EXERCISE PROMPT: Nothing but the line with "the wooden post" and the lines after it, through the end of the records below, is to be repeated, exactly as it is.

DATASET:
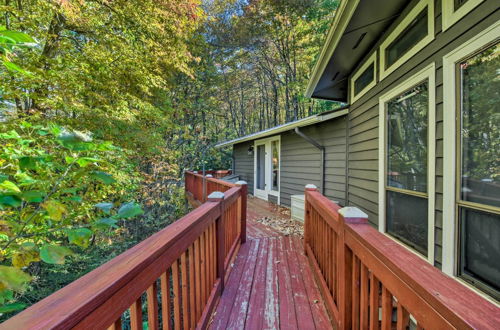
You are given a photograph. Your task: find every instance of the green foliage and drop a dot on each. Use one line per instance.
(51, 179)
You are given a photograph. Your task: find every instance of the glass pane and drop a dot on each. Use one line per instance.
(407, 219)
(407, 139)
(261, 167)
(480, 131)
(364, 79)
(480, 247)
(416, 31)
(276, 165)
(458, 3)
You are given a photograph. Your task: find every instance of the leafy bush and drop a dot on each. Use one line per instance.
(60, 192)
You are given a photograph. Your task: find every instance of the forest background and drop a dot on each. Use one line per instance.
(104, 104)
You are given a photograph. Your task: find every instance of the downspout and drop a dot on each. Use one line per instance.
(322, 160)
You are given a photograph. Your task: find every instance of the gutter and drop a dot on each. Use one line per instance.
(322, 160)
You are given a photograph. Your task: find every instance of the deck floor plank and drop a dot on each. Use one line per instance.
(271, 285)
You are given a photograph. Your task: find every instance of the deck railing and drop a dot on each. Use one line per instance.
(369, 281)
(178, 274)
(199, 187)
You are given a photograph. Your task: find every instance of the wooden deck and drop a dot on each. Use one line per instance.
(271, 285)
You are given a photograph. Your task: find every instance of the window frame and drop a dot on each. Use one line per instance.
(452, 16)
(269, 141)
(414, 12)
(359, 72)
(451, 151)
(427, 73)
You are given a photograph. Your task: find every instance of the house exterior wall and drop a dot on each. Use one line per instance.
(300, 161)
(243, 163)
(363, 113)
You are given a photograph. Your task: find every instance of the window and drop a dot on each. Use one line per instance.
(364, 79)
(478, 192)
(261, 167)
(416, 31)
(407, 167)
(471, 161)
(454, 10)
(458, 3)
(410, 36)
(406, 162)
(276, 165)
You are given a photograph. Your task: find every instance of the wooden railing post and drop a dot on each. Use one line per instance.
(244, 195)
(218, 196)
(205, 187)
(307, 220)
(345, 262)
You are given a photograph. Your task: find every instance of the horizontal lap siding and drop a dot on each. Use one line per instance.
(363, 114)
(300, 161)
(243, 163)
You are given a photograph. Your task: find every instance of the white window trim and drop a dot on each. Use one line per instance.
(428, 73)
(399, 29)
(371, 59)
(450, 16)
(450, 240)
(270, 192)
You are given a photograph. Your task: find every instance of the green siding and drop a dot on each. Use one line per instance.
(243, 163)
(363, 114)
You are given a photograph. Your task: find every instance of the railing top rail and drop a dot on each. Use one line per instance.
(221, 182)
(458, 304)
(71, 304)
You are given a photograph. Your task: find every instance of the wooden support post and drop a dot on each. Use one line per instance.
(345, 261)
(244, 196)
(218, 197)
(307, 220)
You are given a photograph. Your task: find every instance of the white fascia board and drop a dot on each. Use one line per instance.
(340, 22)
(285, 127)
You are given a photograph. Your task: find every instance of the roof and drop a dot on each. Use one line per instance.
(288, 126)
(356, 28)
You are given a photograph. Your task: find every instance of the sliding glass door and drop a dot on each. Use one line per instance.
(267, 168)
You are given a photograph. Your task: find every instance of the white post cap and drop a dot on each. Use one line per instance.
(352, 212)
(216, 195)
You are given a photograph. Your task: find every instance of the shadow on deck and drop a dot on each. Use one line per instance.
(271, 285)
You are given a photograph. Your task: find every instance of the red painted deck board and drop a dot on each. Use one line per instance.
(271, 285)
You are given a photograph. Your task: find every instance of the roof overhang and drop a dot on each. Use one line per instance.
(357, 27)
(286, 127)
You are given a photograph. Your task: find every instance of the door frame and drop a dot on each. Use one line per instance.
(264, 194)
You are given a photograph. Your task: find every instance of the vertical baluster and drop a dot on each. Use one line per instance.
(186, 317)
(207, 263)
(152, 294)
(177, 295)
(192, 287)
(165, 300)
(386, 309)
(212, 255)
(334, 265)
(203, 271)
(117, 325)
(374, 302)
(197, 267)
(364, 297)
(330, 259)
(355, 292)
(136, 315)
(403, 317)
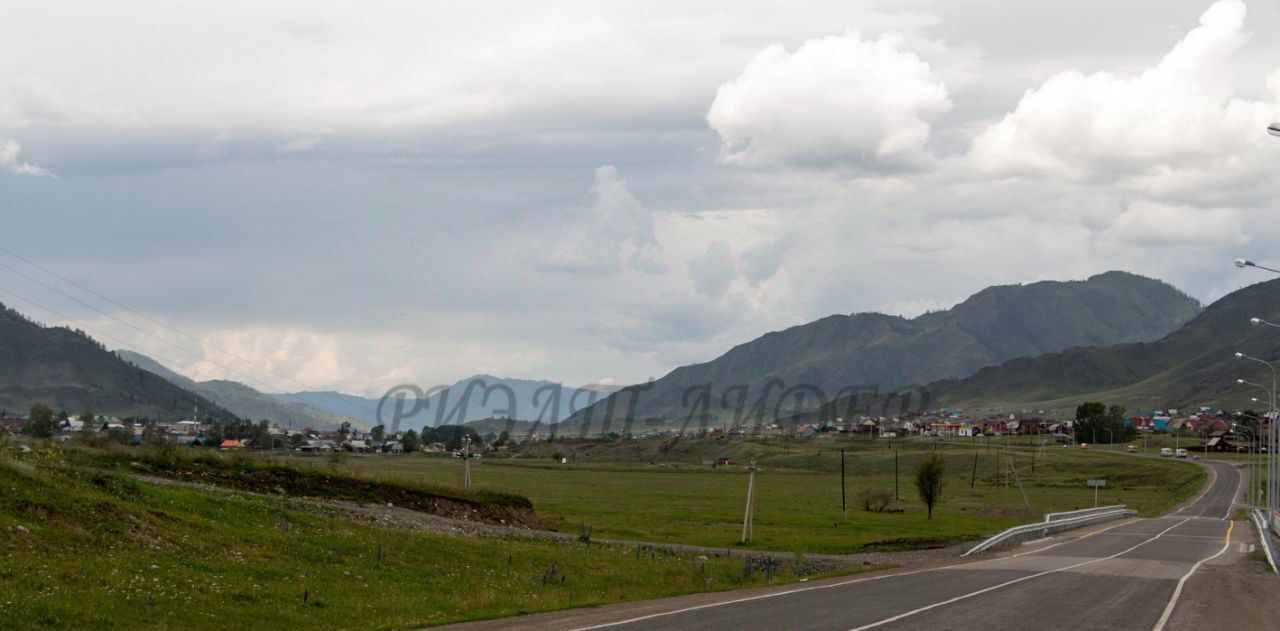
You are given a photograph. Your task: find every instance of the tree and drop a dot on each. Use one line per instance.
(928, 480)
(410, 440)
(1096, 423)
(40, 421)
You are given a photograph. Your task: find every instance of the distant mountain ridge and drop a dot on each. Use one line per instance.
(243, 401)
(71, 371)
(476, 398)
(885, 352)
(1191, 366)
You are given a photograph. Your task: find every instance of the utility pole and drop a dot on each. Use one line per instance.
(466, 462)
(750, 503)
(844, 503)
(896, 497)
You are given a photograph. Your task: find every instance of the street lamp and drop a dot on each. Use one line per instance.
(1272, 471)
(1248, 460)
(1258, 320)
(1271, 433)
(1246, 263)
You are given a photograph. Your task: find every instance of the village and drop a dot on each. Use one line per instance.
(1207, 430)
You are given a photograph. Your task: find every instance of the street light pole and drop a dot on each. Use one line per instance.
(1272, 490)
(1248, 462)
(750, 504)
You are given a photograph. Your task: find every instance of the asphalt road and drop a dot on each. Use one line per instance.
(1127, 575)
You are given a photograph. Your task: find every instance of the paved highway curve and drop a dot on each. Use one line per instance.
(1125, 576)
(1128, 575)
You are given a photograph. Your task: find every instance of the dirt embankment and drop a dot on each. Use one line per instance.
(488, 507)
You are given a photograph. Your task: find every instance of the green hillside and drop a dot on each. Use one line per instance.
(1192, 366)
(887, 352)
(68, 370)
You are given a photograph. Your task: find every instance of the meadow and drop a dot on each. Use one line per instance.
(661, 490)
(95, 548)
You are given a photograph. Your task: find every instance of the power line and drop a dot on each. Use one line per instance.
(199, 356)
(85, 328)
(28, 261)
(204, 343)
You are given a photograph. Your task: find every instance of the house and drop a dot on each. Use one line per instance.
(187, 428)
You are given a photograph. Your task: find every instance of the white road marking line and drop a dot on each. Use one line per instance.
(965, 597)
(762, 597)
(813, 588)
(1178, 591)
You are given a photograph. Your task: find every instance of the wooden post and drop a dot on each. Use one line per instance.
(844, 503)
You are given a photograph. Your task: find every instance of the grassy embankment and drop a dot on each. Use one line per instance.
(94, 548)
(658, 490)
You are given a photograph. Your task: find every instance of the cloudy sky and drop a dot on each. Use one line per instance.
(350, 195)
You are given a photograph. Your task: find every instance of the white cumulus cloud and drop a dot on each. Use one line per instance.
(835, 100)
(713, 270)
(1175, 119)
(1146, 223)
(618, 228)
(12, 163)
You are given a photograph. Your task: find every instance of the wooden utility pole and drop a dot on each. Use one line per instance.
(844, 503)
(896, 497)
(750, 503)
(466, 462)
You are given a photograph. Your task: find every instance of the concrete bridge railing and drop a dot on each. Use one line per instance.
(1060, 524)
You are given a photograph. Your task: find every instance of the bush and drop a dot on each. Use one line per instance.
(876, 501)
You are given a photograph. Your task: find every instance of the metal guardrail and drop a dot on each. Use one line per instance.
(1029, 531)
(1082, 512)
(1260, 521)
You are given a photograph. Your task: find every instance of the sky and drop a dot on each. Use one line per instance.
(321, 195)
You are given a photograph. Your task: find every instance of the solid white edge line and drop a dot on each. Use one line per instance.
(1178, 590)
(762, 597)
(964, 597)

CORRECT ANSWER:
You are given a photograph. Your task: find every instance of the wooden post and drop a dot on each. Use one line per instance.
(844, 503)
You are given a photograph. Your task: find every instance of the grassy embankment and drop a dot on each. Use one line per instance.
(94, 548)
(658, 490)
You are given a photograph. Your task: find every instance of the cloudy sky and drop a dot on each. Use one line per instance.
(350, 195)
You are given a photograph. Your task: find every instance of the white cumulus cloud and drop a dot on each. Use one line per instance.
(835, 100)
(713, 270)
(1175, 119)
(1146, 223)
(618, 228)
(12, 163)
You are given a photograph. Your task: find every instance of the wooden utility pole and drop a dot on each. Use one line per instance.
(844, 503)
(896, 497)
(750, 503)
(466, 462)
You are given a photograph. Your task: find every instance of the concrete bridge railing and drop a dot on each. Use one line per instance.
(1060, 524)
You are given a photograph. Your task: find every instance of the bush and drop a dot on each. Use one line per instance.
(876, 501)
You are given a photograph. Your task: find every instance of the metal guardrail and drop a dot on each. Use one line per instance.
(1029, 531)
(1082, 512)
(1260, 521)
You are given a photograph. Your task: find every instance of the sky and drop a dot on each. Use one line per instance.
(321, 195)
You are given a photograph. Your task: find every instance of the solid white edge line and drop a dot on each. Use one line per instance.
(1178, 590)
(762, 597)
(964, 597)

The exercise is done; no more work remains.